AIM OF THE EXERCISE. Across all the records, filter for lines with the word "colorful" and copy them.

SUPPLIED DATA.
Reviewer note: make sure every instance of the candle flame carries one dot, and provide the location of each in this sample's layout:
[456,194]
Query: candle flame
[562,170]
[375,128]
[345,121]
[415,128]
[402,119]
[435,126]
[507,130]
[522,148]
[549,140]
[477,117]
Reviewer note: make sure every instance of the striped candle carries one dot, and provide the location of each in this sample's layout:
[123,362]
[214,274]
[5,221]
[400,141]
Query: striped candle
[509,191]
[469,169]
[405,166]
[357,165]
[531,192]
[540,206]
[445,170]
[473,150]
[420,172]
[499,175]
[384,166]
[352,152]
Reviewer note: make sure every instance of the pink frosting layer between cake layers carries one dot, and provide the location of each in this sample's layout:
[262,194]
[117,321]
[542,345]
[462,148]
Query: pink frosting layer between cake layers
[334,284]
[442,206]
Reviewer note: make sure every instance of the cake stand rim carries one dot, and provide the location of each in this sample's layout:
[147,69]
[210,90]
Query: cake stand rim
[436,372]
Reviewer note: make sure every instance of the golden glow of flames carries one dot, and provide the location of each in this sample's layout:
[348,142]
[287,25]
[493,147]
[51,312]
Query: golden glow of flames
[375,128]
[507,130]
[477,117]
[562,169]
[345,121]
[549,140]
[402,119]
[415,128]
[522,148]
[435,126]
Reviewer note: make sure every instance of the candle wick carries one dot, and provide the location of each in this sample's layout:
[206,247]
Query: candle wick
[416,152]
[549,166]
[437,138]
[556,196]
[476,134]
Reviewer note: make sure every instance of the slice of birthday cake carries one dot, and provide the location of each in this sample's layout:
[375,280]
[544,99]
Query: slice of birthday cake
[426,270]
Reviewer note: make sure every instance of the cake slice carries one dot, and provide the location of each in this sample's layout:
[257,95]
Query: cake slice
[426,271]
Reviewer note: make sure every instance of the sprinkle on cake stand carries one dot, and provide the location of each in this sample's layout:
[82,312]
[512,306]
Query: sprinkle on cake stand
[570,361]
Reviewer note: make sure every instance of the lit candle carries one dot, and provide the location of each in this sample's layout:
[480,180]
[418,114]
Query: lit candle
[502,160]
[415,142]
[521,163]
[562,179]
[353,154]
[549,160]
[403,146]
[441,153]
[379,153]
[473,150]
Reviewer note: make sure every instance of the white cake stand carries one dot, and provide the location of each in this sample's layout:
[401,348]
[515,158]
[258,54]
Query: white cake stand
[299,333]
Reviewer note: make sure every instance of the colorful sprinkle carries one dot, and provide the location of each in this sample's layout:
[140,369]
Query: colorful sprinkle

TASK RESULT.
Reviewer note: make sure every instance of the colorful sprinkle carries one dot, and provide the location of each in this sample's layout:
Query: colorful sprinkle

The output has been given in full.